# EXCERPTED TEXT

────────────────────────────────────────

Apparel, tea and rubber exporters’ associations recently announced that they wished to ‘set the record straight’ on serious corporate fraud allegations made by the Central Bank (CBSL) on non-repatriation of export income and allegations of trade mis-invoicing and transfer pricing. In view of the exporters’ statements, the CBSL appears to be withdrawing its accusations, signalling a possible complicity in economically destructive corporate fraud.

It is also made abundantly clear by the misinterpretation of Sri Lankan monetary law by the CBSL Governor in an interview on 8th December 2022 stating that merchandise exporters can repatriate foreign exchange without having to convert such proceeds. The law of the land states that if funds are repatriated the conversion will happen through the local commercial banks by the first week of the following month after the date of repatriation (see Point 8 of CBSL FAQ on Gazette Extraordinary No. 2251/42, dated 28. 10. 2021). Only services sector exporters are authorised by law to repatriate proceeds without converting.

In the following account we will show that the arguments of the business elite to absolve themselves from their fraudulent conduct are only prevarications. Accordingly, we call upon the CBSL to undertake a detailed audit of its own procedures and the export sector dynamics and make arrangements to recover the lost foreign revenue.

Childish fables of Joint Apparel Association Forum (JAAF)

────────────────────────────────────────

# EXTRACTED INFORMATION

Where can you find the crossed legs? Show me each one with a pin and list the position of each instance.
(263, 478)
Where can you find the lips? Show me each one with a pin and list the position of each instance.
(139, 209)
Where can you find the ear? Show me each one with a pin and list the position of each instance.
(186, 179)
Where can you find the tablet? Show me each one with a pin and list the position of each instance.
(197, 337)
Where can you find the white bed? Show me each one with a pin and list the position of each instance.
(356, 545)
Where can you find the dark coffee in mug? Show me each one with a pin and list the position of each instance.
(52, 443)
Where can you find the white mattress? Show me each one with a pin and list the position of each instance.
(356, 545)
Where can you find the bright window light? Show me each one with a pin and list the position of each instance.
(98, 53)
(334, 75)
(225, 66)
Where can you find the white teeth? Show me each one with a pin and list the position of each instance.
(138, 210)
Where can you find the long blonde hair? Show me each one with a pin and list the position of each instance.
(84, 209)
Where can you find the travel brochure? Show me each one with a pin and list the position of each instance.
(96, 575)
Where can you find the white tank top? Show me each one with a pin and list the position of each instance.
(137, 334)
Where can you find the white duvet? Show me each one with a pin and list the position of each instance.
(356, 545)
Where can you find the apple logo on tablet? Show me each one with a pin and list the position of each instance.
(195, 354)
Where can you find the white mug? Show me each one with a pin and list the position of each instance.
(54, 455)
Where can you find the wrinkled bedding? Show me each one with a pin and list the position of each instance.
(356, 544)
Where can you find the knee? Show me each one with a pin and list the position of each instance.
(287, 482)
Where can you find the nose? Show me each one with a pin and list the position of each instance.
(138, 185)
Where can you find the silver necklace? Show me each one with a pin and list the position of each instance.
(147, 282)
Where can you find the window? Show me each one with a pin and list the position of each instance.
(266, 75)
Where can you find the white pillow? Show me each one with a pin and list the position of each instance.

────────────────────────────────────────

# GOALS
- a) Answer from the text on export income:
(i) Which exporters' associations said they wished to "set the record straight"?
(ii) On what date did the CBSL Governor give the interview?
(iii) Which exporters does the law allow to repatriate proceeds without converting them?
- b) Restate more briefly the paragraph of the text on export income that begins "Apparel, tea and rubber exporters' associations", keeping its main facts.
- c) Duplicate the part of the text on export income starting with "Apparel, tea and" and going on through "destructive corporate fraud.".
The rows above come from a different source than the text.

# ANSWERS TO THE PROBLEMS
- a)
(i) The apparel, tea and rubber exporters' associations.
(ii) 8th December 2022.
(iii) Services sector exporters.

- b) Apparel, tea and rubber exporters' associations said they wanted to "set the record straight" on the CBSL's allegations of serious corporate fraud: non-repatriation of export income, trade mis-invoicing and transfer pricing. After these statements, the CBSL appears to be withdrawing its accusations, which signals possible complicity in economically destructive corporate fraud.

- c)
Apparel, tea and rubber exporters’ associations recently announced that they wished to ‘set the record straight’ on serious corporate fraud allegations made by the Central Bank (CBSL) on non-repatriation of export income and allegations of trade mis-invoicing and transfer pricing. In view of the exporters’ statements, the CBSL appears to be withdrawing its accusations, signalling a possible complicity in economically destructive corporate fraud.